Problem to work on –
Identify each line below containing the string "flower" and copy it.

Provided records –

::::

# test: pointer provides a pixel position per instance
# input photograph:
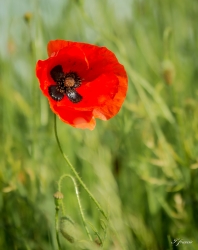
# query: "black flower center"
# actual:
(66, 84)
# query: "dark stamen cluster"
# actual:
(66, 84)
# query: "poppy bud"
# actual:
(58, 196)
(27, 17)
(168, 72)
(68, 229)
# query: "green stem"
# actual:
(78, 199)
(75, 173)
(57, 228)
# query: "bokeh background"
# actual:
(142, 165)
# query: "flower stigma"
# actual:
(66, 84)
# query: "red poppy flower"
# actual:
(82, 82)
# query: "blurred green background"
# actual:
(142, 165)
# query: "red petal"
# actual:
(55, 46)
(104, 82)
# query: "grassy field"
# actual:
(141, 166)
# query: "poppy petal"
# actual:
(98, 92)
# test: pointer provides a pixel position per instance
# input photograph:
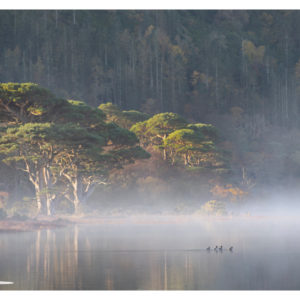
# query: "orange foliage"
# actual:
(3, 198)
(228, 191)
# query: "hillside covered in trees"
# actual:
(179, 107)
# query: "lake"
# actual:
(266, 256)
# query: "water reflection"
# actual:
(145, 258)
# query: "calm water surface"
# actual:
(141, 257)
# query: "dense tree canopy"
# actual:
(76, 146)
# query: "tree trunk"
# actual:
(76, 200)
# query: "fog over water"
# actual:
(160, 255)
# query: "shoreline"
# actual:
(11, 225)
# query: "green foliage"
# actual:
(27, 102)
(214, 207)
(3, 214)
(125, 119)
(154, 130)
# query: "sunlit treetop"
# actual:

::::

Result of the exercise –
# query: "black flower center"
# query: "flower stigma"
# query: "red poppy flower"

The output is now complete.